> [Assigned task]: Below are entries to return in full. Keep each one exact.
*** Input for this task ***
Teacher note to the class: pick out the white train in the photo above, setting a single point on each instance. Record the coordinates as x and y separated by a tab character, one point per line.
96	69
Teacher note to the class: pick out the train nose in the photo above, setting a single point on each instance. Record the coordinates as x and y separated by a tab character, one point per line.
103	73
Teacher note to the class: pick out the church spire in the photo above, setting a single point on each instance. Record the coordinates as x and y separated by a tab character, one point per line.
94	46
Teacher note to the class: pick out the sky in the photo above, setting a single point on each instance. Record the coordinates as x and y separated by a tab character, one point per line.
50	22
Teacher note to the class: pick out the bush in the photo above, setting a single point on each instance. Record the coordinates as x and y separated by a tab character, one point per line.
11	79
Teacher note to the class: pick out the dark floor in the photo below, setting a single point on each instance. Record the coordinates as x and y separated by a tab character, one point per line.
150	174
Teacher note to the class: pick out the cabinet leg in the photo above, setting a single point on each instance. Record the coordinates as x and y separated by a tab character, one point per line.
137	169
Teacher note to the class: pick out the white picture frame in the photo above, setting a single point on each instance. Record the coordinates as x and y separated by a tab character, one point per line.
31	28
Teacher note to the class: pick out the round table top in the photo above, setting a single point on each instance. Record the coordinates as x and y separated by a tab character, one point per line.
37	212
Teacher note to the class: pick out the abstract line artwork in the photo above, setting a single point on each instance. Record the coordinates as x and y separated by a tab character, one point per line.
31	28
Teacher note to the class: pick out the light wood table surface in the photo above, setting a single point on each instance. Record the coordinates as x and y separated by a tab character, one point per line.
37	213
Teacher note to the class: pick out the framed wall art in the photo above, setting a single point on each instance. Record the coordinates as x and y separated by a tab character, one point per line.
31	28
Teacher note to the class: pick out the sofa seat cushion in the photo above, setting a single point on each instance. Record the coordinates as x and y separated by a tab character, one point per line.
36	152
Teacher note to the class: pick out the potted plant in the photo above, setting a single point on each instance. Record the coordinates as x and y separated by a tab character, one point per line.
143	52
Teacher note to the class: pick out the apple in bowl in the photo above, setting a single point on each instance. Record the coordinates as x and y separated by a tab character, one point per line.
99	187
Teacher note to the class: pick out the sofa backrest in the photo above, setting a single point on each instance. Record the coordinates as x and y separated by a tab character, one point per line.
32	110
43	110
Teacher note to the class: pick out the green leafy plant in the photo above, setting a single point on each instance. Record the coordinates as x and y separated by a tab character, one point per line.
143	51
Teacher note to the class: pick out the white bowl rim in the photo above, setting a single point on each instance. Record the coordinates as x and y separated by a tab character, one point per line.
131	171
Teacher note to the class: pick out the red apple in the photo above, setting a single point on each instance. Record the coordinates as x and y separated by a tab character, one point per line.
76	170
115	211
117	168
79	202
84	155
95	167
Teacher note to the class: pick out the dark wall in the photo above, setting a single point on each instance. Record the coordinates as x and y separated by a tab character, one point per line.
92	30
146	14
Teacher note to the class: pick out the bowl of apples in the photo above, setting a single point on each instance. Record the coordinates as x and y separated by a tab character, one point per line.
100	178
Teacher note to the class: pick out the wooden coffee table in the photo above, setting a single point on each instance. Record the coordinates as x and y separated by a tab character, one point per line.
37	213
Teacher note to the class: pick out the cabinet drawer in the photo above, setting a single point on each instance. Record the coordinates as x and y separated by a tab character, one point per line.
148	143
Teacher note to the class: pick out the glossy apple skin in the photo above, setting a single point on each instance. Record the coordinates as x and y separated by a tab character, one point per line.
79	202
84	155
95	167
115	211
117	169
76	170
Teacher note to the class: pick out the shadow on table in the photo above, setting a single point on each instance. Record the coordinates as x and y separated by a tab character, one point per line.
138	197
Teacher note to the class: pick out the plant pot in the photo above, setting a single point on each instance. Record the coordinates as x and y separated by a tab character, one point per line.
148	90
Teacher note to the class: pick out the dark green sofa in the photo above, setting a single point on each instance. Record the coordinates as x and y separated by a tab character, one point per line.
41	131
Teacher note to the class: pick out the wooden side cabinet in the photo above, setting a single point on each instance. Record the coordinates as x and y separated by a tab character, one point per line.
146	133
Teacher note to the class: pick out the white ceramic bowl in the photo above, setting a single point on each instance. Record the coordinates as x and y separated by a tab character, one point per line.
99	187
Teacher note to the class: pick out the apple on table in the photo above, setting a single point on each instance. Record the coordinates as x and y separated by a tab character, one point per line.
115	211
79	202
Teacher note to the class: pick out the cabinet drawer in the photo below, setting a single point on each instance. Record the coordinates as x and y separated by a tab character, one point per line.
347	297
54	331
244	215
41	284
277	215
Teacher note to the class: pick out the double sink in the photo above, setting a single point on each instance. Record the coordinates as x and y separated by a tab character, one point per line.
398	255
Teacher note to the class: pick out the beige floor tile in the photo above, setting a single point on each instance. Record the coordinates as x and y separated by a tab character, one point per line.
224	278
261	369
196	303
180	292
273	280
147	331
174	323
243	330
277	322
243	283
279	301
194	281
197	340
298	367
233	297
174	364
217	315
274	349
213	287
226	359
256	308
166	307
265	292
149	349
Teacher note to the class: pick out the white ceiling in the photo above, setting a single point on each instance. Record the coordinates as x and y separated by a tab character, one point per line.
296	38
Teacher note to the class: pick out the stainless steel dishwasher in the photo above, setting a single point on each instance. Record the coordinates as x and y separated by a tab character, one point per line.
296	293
*** End of Input for this task ***
> [Answer to this exercise]:
Teacher note to the class: pick out the white train in the photo above, setting a single point on each instance. Record the coordinates as x and y separated by a tab character, one point per line.
96	69
Teacher note to the class: pick out the train nose in the photo above, setting a single point on each instance. Record the coordinates as x and y separated by a tab character, one point per line.
103	73
Teacher note to the class: pick out the church spire in the photo above, setting a single point on each instance. Record the coordinates as x and y separated by a tab character, one point per line.
94	46
Teacher note to the class: pick out the sky in the photo above, setting a single point on each instance. Record the coordinates as x and y separated by a tab character, one point per line.
50	22
Teacher note to the class: pick out the bush in the photo above, setting a single point on each instance. Record the coordinates as x and y separated by a tab character, one point per line.
11	79
Teacher note to the class: pick out the dark floor in the photo below, setting a single point on each instance. Record the coordinates as x and y separated by a tab character, one point per line.
150	174
Teacher note to the class: pick out the cabinet leg in the photo above, setting a single point on each instance. Record the coordinates as x and y separated by a tab character, one point per line.
137	169
Teacher note to the class: pick out the white picture frame in the photo above, setting a single point on each instance. Record the coordinates as x and y separated by a tab character, one point per line.
31	28
Teacher note to the class: pick out the round table top in the photo above, setting a single point on each instance. Record the coordinates as x and y separated by a tab character, one point per line.
37	212
Teacher note to the class: pick out the abstract line artwork in the photo above, setting a single point on each instance. Record the coordinates as x and y separated by a tab character, one point per line.
31	28
Teacher note to the class: pick out the light wood table surface in the photo above, setting a single point on each instance. Record the coordinates as x and y separated by a tab character, one point per line.
37	213
Teacher note to the class: pick out the framed wall art in the photo above, setting a single point on each instance. Record the coordinates as x and y separated by a tab character, one point per line.
31	28
Teacher note to the class: pick out the sofa seat cushion in the photo above, setting a single point on each instance. Record the coordinates as x and y separated by a tab character, one point per line.
36	152
Teacher note to the class: pick out the potted plant in the photo above, setting a single point on each instance. Record the coordinates as x and y separated by a tab character, one point per line.
143	52
Teacher note to the class: pick out the apple in bowl in the photo above, setting a single point on each instance. Record the coordinates as x and y separated by a tab character, one point per line.
99	187
Teacher note to the class: pick out the sofa backrest in the photo above, setting a single point on each instance. Record the coordinates as x and y separated by a tab character, one point per line.
32	110
43	110
Teacher note to the class: pick out the green leafy plant in the photo above, setting a single point on each instance. Record the coordinates as x and y separated by a tab character, one point per line.
143	51
Teacher note to the class: pick out the white bowl rim in the photo above, setting a single point on each instance. Record the coordinates as x and y separated by a tab character, one point per line.
131	171
Teacher note to the class: pick out the red apple in the photo above, setting a single point on each instance. Record the coordinates as x and y separated by a tab character, one point per line.
76	170
115	211
117	168
79	202
84	155
95	167
Teacher note to the class: pick out the dark wall in the photo above, setting a single point on each instance. Record the coordinates as x and y separated by a tab character, one point per line.
92	30
146	14
Teacher note to the class: pick out the bowl of apples in the photo above, setting a single point on each instance. Record the coordinates as x and y separated by a tab character, one point per line.
100	178
Teacher note to the class: pick out the wooden coffee table in the photo above, setting a single point on each instance. Record the coordinates as x and y separated by a tab character, one point per line.
37	213
Teacher note to the class: pick out the cabinet drawer in the photo above, setting a single point on each instance. Record the coordinates as x and y separated by a tab character, one point per line.
148	143
Teacher note to the class: pick out the glossy apple skin in the photo above, setting a single point on each instance. Record the coordinates as x and y separated by a tab character, one point per line.
79	202
84	155
95	167
115	211
117	169
76	170
Teacher note to the class: pick out the shadow on table in the photo above, setting a single point on each instance. Record the coordinates as x and y separated by a tab character, one point per line.
138	197
Teacher note to the class: pick out the plant pot in the photo above, setting a single point on each instance. Record the coordinates as x and y separated by a tab character, one point per line.
148	90
Teacher note to the class: pick out the dark green sofa in the photo above, setting a single point on each instance. Record the coordinates as x and y separated by a tab character, one point per line.
41	131
Teacher note to the class: pick out the wooden side cabinet in the photo above, setting a single point on each instance. Record the coordinates as x and y separated by a tab character, one point per line.
146	133
Teacher note to the class: pick out the white ceramic bowl in the photo above, setting a single point on each instance. Record the coordinates as x and y separated by a tab character, one point per line.
99	187
Teacher note to the class: pick out the apple on table in the photo above, setting a single point on each instance. Record the coordinates as x and y separated by a tab character, one point per line.
115	211
79	202
Teacher note to the class: pick out the cabinet drawer in the photo below, setting a single point on each instance. Record the coordinates as x and y separated by a tab character, one point per line.
347	297
54	331
244	215
41	284
277	215
Teacher note to the class: pick out the double sink in the photo above, setting a single point on each instance. Record the coordinates as x and y separated by a tab character, one point per line.
398	255
Teacher note to the class: pick out the beige floor tile in the photo above, setting a single point on each instance. Record the coordinates as x and y separated by a tab character, one point per line.
224	278
261	369
196	303
180	292
273	280
147	331
174	323
243	330
277	322
243	283
279	301
194	281
197	340
298	367
233	297
174	364
217	315
274	349
213	287
226	359
256	308
166	307
265	292
149	349
Teacher note to the class: pick out the white ceiling in the photo above, setting a single point on each instance. Record the coordinates as x and y separated by a tab character, one point per line.
296	38
Teacher note to the class: pick out the stainless steel dishwasher in the photo above, setting a single point on each instance. Record the coordinates as x and y separated by a tab character, one point per line.
296	293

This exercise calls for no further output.